(Requirement):
Take the data that follows and retype it word for word.

++++ Provided records ++++

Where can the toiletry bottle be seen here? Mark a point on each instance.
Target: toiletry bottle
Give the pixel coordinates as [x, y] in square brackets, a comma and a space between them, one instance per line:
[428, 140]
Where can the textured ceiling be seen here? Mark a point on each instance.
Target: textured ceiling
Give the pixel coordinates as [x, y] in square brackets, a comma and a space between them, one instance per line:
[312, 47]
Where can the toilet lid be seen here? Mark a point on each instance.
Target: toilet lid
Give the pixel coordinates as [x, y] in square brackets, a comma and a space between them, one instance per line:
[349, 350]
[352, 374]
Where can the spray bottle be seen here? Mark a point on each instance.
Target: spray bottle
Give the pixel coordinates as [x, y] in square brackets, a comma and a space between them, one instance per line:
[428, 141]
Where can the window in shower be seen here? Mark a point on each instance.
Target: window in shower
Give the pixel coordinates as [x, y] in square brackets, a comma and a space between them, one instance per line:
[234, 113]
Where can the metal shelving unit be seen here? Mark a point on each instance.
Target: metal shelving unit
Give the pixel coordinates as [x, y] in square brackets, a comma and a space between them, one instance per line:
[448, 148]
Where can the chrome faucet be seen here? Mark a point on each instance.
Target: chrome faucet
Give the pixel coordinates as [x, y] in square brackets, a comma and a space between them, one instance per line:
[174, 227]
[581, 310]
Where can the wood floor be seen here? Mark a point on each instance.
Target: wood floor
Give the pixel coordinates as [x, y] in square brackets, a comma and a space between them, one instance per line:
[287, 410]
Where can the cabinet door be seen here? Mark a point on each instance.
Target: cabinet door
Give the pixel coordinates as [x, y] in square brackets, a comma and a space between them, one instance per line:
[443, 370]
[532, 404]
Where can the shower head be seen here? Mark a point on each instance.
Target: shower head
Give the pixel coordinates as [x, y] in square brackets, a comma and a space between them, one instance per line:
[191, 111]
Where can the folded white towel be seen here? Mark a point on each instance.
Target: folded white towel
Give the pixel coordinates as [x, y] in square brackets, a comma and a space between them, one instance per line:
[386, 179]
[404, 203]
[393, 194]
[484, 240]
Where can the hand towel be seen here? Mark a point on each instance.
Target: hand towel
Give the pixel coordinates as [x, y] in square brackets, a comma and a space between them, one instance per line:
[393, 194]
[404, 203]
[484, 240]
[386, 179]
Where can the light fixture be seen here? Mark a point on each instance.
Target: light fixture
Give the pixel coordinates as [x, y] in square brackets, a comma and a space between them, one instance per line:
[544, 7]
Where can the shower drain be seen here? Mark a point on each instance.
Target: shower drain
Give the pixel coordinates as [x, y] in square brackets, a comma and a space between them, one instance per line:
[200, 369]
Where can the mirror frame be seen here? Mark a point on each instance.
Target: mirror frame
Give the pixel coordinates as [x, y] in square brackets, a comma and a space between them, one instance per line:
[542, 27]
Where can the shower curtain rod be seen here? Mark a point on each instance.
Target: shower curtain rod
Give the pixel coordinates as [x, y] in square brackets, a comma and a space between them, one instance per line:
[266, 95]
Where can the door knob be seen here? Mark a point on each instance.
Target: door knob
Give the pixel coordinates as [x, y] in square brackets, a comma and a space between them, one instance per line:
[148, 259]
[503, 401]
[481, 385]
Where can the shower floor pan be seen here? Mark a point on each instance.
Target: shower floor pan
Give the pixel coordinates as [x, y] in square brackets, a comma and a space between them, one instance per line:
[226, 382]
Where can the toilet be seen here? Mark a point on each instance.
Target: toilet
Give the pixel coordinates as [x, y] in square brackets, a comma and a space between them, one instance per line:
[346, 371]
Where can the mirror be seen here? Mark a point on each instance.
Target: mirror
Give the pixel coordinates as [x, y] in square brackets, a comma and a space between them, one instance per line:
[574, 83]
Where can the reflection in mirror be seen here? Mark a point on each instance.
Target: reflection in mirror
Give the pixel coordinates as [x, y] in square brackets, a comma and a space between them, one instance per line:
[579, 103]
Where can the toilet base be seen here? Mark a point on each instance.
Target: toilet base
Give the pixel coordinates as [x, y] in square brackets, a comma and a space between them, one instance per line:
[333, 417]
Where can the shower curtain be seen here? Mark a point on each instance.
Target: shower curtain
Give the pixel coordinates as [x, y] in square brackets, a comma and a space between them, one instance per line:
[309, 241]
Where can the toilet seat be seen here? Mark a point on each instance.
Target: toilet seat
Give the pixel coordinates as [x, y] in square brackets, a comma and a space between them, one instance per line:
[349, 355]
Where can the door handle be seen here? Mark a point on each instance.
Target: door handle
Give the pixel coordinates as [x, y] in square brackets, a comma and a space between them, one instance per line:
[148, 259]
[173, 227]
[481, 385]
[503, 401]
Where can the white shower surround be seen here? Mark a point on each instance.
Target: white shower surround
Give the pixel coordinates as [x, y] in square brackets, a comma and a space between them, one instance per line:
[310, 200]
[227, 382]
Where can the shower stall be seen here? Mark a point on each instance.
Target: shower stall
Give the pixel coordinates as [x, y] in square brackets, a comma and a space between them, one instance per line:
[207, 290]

++++

(Output for this task):
Where can the toiletry bottle be seen here? Mark a point on each instance.
Target: toiletry bottle
Give the pixel coordinates as [x, y] in square brackets, a comma and a space between them, one instance per line:
[428, 140]
Where can the textured ceiling be seen here? Mark a point on each instance.
Target: textured ceiling
Give the pixel coordinates as [x, y] in square brackets, a comma and a space between them, one instance per line:
[312, 47]
Where can the toilet lid be seen here? Mark a point on each instance.
Target: toilet lid
Give the pixel coordinates as [x, y] in square brackets, a comma and a space between them, one instance per line:
[349, 350]
[352, 374]
Where can the spray bottle be seen here? Mark a point on each instance.
Target: spray bottle
Give the pixel coordinates as [x, y] in square brackets, a comma and a space between them, one instance per line:
[428, 141]
Where can the window in shower be seen here? Mark a point on each instance.
Target: window in shower
Give the pixel coordinates as [x, y] in square brackets, a comma and a space between them, one instance per line:
[234, 113]
Where can the metal shelving unit be seen here? Mark a point on each instance.
Target: metal shelving unit
Give the pixel coordinates as [x, y] in square brackets, a comma and a space between them, one instance per line:
[448, 148]
Where can the chrome faucet be seen here? Mark a point on each instance.
Target: chrome faucet
Give the pixel coordinates as [x, y] in square brackets, a comma and a space between them, one instance per line:
[174, 227]
[581, 310]
Where can the wood floor be seen here? Mark a point on each instance.
Target: wood floor
Give the pixel coordinates as [x, y] in square brackets, a comma and a space between them, one instance per line:
[287, 410]
Where can the cabinet door be seen here? Mark a point on each instance.
Target: cabinet door
Give the pixel coordinates as [x, y] in square brackets, a comma and a space between them, one instance per line:
[443, 370]
[532, 404]
Where can the shower head be seen here? Mark a point on each instance.
Target: shower head
Give the pixel coordinates as [x, y] in square brackets, a comma and a space between them, one instance per line:
[191, 111]
Where can the folded white towel be seen here? Mark a point on each instance.
Target: folded white towel
Give the pixel coordinates as [x, y] in square brackets, a comma and a space between them, one instance per line:
[386, 179]
[404, 203]
[393, 194]
[484, 240]
Where can the hand towel be seen here? Mark a point on each instance.
Target: hand towel
Give the pixel coordinates as [x, y] in square brackets, a comma and a space between them, one instance per line:
[393, 194]
[404, 203]
[484, 240]
[386, 179]
Where can the light fixture be seen here? Mark a point on each instance.
Target: light fixture
Give the pixel coordinates as [x, y] in square brackets, a comma and a space between them, one instance per line:
[544, 7]
Where can the shower drain be seen here? Mark a point on each instance.
Target: shower drain
Give the pixel coordinates as [x, y] in square brackets, a comma and a space between them, one instance per line:
[200, 369]
Where can the mirror frame be seen here? Mark a point on each instance.
Target: mirror frame
Give the pixel coordinates as [x, y] in square brackets, a comma and a space between them, one instance per line:
[542, 27]
Where can the shower curtain rod be seen here? Mark a point on each instance.
Target: shower curtain rod
Give the pixel coordinates as [x, y] in square brackets, a comma and a space between them, one instance per line:
[266, 95]
Where can the door knob be seen here? Mark a point on each instance.
Target: door knob
Give the pixel coordinates as [x, y] in square brackets, a comma and a space between them, one instance per line:
[148, 259]
[503, 401]
[481, 385]
Where can the shower floor pan be seen here? Mark a point on each instance.
Target: shower floor pan
Give the pixel coordinates as [x, y] in square brackets, a comma and a space between them, one instance per line:
[226, 382]
Where can the toilet be seen here? Mark a point on each instance.
Target: toilet
Give the pixel coordinates as [x, y] in square brackets, a comma and a space between them, one instance per line:
[346, 371]
Where can the mirror be seen here? Mark a point on each instance.
Target: mirror
Give the pixel coordinates as [x, y] in square brackets, a comma and a space between them, one instance per line:
[574, 83]
Where can the reflection in mirror be seen here? Mark a point on each instance.
Target: reflection in mirror
Give the pixel coordinates as [x, y] in square brackets, a comma and a space between them, one instance per line:
[579, 103]
Where can the toilet base be seen here? Mark a point on each instance.
Target: toilet base
Give the pixel coordinates as [x, y] in square brackets, a comma and a space between them, one instance per line:
[333, 417]
Where can the shower curtain be seen here? Mark a point on each instance.
Target: shower curtain
Give the pixel coordinates as [x, y] in square brackets, a comma and a space between them, one instance per line:
[309, 241]
Where can the toilet seat be seen here? Mark a point on each instance.
Target: toilet seat
Give the pixel coordinates as [x, y] in square brackets, a comma and a space between them, one instance per line:
[349, 355]
Where can the door handle be seen here? Mark a point on each instance.
Target: door handle
Give the pixel coordinates as [x, y] in square brackets, a comma and a space between them, one instance per line:
[148, 259]
[173, 227]
[481, 385]
[503, 401]
Where can the white shower surround be seen here? Mark a point on each instance.
Target: white shower surround
Give the pixel coordinates as [x, y] in square brackets, a comma and a space between them, one instance per line:
[310, 200]
[227, 382]
Where can the shower stall be seen here? Mark a point on each instance.
Target: shower stall
Give the pixel coordinates as [x, y] in square brackets, a comma and a space between them, one instance per line:
[207, 290]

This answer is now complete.